#### INSTRUCTIONS FOR THE TASK
Copy the passage from the article on food bank use below word for word, starting with "In the year" and going on through "6 per cent.".

BEGIN SUPPLIED PASSAGE

Food bank use has soared at a higher rate than ever in the past year as welfare benefits fail to cover basic living costs, the UK’s national food bank provider warned six months ago. But as Universal Credit approaches, a school prepares by opening its own food bank.
In the year to March 2018, 1.3 million three-day emergency food supplies were delivered to people in crisis across the UK – a 13 per cent increase on last year. This marks a considerably higher increase than the previous financial year when it rose by 6 per cent.
Low income, debt, household bills and delays in benefit payments were the main reasons for referrals. The fastest growth rate reason for referrals though are changes to benefits defined as “reduction in benefit value.”

END SUPPLIED PASSAGE
BEGIN DATA SHOWN

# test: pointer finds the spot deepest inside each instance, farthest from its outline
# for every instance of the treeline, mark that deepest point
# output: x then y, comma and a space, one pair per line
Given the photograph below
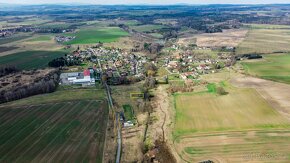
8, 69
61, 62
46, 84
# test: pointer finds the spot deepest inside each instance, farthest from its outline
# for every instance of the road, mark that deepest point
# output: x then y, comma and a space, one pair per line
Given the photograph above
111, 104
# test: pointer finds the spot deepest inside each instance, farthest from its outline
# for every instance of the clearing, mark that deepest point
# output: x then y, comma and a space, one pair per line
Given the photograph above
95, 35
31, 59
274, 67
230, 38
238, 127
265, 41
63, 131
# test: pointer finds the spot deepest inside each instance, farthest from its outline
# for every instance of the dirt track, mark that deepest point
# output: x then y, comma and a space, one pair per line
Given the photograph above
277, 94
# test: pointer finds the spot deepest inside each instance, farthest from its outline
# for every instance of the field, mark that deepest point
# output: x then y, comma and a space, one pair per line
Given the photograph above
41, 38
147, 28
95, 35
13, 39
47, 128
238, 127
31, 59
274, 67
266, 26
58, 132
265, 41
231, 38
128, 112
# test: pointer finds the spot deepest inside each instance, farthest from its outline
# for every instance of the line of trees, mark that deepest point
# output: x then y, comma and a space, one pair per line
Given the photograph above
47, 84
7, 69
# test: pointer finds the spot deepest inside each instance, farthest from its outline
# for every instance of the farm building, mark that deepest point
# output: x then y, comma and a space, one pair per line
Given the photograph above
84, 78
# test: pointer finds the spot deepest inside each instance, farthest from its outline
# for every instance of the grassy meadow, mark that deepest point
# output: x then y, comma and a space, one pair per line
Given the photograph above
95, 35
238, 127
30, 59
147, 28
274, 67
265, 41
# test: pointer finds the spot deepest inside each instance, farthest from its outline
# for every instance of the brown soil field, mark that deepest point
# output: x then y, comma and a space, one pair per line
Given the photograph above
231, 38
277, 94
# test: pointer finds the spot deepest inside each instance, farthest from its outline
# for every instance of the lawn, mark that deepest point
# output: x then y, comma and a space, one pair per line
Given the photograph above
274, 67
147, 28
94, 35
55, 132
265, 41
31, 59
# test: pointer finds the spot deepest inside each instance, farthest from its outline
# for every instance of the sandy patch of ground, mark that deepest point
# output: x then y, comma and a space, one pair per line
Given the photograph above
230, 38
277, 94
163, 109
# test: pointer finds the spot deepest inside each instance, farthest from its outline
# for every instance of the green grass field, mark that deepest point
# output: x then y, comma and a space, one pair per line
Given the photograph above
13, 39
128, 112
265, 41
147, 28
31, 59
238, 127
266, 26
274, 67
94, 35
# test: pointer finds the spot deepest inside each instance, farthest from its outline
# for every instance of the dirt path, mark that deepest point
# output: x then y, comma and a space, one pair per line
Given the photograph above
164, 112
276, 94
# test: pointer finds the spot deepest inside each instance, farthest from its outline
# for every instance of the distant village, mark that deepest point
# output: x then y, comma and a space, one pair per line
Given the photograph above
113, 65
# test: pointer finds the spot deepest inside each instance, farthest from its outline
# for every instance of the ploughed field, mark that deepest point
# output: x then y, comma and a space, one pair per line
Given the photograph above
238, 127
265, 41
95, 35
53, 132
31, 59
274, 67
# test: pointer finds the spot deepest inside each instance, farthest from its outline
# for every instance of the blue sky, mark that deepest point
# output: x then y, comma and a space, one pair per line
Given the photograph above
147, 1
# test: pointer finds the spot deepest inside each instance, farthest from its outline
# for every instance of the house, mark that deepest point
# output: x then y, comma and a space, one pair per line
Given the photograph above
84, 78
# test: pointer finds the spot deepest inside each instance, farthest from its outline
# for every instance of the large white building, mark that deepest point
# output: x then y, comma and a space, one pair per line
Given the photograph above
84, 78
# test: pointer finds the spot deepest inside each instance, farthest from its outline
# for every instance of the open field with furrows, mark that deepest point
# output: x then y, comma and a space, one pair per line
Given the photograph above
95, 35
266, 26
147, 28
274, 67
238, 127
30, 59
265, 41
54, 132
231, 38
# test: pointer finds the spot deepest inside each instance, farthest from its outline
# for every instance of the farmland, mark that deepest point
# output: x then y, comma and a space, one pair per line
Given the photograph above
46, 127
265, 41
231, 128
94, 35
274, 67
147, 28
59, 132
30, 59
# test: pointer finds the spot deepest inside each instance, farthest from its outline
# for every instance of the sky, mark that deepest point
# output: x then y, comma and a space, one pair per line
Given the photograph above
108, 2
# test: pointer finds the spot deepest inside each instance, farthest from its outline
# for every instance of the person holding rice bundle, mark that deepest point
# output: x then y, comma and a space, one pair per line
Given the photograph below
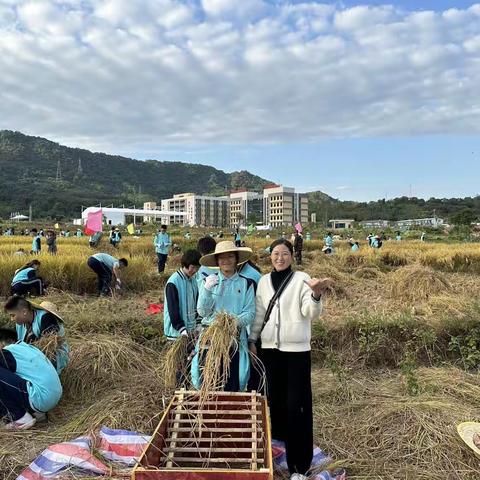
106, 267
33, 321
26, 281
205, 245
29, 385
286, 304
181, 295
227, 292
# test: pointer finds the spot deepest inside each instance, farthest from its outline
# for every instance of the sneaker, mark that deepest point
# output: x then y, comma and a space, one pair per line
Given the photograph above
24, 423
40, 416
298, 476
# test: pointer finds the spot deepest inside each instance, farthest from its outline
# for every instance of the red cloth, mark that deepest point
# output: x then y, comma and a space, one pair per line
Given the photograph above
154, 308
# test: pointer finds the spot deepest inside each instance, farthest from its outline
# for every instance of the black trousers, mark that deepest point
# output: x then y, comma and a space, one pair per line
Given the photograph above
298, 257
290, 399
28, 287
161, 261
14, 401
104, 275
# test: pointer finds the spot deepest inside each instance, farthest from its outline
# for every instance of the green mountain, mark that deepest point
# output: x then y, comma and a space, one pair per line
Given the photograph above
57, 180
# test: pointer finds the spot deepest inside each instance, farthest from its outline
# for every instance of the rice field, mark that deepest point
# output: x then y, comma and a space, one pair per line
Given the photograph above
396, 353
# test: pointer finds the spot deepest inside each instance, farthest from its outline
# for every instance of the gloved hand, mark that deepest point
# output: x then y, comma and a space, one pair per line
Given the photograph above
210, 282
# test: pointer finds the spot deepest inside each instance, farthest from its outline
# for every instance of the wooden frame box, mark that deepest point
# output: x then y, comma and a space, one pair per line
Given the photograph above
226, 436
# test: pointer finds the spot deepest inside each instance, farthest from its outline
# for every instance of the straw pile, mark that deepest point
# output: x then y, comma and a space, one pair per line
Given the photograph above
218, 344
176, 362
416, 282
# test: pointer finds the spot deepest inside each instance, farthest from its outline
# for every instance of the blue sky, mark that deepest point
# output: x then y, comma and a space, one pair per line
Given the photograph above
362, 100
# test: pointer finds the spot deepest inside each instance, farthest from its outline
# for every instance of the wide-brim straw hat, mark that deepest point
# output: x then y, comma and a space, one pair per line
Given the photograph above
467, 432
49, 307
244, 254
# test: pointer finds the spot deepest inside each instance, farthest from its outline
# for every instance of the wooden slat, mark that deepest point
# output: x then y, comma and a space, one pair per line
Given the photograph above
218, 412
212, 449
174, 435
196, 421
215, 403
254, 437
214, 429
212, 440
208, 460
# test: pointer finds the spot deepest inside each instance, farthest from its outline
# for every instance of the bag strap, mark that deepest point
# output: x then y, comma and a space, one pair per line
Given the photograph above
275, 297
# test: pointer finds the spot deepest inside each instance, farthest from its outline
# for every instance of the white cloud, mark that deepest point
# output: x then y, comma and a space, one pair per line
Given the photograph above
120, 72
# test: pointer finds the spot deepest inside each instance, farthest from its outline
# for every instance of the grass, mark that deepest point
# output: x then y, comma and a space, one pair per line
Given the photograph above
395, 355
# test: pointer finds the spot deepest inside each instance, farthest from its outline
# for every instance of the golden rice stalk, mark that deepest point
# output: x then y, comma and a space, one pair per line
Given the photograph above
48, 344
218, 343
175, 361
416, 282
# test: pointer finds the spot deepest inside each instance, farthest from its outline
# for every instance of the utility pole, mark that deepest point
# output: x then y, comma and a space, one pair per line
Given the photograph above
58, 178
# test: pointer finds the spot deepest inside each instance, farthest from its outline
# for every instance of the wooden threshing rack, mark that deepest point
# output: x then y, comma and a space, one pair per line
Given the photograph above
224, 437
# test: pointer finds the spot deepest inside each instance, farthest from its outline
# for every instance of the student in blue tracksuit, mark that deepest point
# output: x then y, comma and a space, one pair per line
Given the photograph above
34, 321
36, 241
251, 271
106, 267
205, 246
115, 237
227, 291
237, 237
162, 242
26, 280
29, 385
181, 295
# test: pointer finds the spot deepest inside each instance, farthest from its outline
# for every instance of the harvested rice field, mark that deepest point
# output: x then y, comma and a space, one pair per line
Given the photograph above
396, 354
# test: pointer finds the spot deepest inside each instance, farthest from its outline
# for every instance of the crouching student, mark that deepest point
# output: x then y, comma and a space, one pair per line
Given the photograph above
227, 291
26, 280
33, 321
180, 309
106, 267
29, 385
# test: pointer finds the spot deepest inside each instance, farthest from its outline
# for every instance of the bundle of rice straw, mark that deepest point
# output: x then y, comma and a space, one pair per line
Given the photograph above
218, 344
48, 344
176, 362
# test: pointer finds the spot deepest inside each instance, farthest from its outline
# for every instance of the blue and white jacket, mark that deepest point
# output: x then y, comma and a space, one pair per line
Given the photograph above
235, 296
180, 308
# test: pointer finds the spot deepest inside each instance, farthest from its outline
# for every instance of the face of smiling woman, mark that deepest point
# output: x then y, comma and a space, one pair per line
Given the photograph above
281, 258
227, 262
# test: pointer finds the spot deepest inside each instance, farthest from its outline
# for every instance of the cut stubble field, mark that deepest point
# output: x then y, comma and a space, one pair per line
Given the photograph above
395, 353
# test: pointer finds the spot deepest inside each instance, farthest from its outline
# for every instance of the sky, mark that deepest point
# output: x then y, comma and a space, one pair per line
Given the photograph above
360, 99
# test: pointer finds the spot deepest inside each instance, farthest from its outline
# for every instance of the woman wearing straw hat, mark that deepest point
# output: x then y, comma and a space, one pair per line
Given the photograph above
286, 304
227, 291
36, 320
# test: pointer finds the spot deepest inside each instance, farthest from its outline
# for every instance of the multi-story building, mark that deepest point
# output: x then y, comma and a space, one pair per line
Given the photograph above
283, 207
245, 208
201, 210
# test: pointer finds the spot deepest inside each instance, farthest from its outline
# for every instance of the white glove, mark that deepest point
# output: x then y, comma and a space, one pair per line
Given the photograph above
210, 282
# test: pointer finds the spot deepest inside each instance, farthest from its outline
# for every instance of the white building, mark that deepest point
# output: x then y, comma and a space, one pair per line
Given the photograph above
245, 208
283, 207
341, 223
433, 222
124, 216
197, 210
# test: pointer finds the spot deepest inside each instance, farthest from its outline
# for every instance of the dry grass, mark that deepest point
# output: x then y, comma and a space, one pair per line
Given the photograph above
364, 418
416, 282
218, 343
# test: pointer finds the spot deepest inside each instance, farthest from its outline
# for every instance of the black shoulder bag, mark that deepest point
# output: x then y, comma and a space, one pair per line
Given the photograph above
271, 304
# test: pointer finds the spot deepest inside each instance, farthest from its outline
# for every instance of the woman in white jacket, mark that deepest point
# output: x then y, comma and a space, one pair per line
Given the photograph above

END DATA SHOWN

#### YOUR RESPONSE
In the year to March 2018, 1.3 million three-day emergency food supplies were delivered to people in crisis across the UK – a 13 per cent increase on last year. This marks a considerably higher increase than the previous financial year when it rose by 6 per cent.